§ **ABOUT THIS EXERCISE**
Search the records for the string "front". Copy each line where it occurs.

INFORMATION SUPPLIED Start Marker

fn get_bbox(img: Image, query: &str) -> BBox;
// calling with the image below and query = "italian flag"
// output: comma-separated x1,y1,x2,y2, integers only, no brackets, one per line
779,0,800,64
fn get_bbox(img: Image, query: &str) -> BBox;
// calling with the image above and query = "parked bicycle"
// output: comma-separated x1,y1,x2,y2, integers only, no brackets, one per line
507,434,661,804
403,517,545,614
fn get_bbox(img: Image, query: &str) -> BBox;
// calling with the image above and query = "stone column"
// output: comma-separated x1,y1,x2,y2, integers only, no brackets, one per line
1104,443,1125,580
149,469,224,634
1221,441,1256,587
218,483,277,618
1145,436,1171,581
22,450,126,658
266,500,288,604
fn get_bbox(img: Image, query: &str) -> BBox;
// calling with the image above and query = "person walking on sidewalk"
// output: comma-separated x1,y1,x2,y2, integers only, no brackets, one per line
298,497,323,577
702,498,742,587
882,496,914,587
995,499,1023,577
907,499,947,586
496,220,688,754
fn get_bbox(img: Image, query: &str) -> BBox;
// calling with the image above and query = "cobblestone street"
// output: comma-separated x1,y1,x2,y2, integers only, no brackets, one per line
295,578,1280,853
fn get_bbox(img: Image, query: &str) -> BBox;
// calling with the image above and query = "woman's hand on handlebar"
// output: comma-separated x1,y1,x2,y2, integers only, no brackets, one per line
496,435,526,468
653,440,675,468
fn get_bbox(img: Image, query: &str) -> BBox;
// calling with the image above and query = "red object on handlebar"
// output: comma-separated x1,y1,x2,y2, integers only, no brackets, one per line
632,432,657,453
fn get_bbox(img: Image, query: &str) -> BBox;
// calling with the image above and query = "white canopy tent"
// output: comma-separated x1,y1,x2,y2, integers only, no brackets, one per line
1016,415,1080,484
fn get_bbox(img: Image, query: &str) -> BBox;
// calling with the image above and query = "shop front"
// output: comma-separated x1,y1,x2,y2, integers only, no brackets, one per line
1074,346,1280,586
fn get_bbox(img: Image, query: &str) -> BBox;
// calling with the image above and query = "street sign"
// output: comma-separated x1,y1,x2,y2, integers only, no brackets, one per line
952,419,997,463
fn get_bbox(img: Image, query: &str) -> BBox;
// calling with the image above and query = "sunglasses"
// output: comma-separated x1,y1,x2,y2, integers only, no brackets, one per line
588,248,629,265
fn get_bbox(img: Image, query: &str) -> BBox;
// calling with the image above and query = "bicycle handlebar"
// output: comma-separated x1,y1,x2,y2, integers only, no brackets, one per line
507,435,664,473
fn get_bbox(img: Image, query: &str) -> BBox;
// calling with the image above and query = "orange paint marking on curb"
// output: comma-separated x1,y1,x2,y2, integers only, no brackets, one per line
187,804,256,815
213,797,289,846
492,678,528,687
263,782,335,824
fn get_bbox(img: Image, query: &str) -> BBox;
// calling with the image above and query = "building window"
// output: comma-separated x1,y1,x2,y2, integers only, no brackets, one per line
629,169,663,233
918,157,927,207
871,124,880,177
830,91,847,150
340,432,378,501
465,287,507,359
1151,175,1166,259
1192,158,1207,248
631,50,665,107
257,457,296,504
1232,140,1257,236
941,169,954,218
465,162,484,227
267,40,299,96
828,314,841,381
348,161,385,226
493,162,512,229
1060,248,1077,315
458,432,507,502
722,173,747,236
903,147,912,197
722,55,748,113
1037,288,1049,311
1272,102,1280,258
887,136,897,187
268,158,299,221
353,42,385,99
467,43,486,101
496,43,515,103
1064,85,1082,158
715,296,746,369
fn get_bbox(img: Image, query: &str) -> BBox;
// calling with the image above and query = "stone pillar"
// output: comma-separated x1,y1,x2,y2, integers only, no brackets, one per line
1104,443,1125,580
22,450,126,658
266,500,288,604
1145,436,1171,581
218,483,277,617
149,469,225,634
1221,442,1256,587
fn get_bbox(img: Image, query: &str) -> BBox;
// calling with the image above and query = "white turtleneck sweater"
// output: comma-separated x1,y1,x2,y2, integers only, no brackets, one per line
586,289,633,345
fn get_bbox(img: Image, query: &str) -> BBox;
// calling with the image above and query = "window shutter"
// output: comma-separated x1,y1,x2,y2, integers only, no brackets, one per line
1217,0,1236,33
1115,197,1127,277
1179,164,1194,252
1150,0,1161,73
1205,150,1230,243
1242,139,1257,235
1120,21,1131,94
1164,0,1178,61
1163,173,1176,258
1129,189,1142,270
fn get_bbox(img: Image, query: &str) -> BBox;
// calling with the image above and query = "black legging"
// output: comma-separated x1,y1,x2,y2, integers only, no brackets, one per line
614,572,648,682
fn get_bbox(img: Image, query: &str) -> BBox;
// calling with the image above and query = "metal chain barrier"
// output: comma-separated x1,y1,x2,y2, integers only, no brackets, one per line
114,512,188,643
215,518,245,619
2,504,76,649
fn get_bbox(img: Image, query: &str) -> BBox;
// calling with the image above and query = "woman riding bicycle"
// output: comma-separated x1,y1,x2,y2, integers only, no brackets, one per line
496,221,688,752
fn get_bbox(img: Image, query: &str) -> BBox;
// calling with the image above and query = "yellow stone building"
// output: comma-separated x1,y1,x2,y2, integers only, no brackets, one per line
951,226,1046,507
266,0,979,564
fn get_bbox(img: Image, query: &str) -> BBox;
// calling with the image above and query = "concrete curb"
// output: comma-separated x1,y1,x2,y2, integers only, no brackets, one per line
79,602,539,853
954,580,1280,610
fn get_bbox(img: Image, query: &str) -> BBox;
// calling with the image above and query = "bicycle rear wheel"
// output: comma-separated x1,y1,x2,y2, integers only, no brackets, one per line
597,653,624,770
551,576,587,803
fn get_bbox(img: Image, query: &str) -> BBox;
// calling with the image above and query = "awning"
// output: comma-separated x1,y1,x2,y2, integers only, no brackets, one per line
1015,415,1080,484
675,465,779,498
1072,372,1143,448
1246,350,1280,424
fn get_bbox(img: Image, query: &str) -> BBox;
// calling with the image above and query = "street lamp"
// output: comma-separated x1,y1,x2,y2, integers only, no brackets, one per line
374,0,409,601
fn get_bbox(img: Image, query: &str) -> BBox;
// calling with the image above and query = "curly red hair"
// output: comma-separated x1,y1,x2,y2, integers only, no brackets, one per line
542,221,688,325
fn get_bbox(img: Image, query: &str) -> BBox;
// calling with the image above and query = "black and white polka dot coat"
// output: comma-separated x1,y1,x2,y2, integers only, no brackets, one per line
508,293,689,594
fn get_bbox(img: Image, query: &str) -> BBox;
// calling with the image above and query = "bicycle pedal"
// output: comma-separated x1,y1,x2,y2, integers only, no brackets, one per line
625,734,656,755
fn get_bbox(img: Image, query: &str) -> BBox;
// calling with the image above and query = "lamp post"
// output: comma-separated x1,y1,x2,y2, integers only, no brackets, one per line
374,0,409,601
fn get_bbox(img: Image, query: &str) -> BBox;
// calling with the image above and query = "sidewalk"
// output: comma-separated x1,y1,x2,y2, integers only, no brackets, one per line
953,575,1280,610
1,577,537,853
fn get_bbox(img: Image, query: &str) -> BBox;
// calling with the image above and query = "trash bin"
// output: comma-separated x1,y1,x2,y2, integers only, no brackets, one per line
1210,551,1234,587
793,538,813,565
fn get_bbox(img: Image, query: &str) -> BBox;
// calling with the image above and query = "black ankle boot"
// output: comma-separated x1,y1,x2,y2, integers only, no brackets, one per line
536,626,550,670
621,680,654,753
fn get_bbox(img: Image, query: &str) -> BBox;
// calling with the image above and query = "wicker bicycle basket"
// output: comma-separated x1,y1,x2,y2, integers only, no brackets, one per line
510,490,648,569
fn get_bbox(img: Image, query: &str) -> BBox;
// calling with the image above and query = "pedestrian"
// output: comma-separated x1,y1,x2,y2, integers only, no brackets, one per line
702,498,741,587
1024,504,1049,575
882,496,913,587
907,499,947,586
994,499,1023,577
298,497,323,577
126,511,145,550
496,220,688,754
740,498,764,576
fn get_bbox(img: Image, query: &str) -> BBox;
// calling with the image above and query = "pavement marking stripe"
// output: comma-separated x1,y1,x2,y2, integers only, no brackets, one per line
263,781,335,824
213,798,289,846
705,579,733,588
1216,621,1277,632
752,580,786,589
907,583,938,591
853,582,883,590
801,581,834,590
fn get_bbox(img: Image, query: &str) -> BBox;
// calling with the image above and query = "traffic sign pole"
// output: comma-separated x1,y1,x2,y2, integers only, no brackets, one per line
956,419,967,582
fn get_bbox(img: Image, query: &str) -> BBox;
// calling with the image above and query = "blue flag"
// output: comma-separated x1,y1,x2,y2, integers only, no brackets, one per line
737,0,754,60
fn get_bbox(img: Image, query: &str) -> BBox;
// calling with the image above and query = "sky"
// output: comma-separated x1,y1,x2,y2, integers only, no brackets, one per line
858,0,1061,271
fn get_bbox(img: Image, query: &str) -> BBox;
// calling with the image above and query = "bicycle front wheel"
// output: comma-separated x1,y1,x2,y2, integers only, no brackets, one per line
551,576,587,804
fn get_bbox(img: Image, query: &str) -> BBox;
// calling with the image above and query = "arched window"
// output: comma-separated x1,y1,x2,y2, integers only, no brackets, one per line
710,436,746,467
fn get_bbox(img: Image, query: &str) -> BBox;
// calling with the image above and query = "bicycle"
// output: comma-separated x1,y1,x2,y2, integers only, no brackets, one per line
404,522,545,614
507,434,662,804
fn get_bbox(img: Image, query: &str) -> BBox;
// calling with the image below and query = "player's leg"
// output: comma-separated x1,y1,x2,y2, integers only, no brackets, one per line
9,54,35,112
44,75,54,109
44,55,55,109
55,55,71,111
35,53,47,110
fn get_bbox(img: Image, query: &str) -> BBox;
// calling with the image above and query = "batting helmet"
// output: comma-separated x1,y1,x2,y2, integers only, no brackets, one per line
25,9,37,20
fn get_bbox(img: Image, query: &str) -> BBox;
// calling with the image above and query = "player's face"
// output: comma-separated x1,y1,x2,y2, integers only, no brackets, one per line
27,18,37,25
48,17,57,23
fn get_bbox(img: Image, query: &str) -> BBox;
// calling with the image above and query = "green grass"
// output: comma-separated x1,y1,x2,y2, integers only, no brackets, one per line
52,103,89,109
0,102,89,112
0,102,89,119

INFORMATION SUPPLIED End Marker

§ **RESPONSE AREA**
// calling with the image above and query = "shop front"
// calling with the image above and query = "bicycle front wheel"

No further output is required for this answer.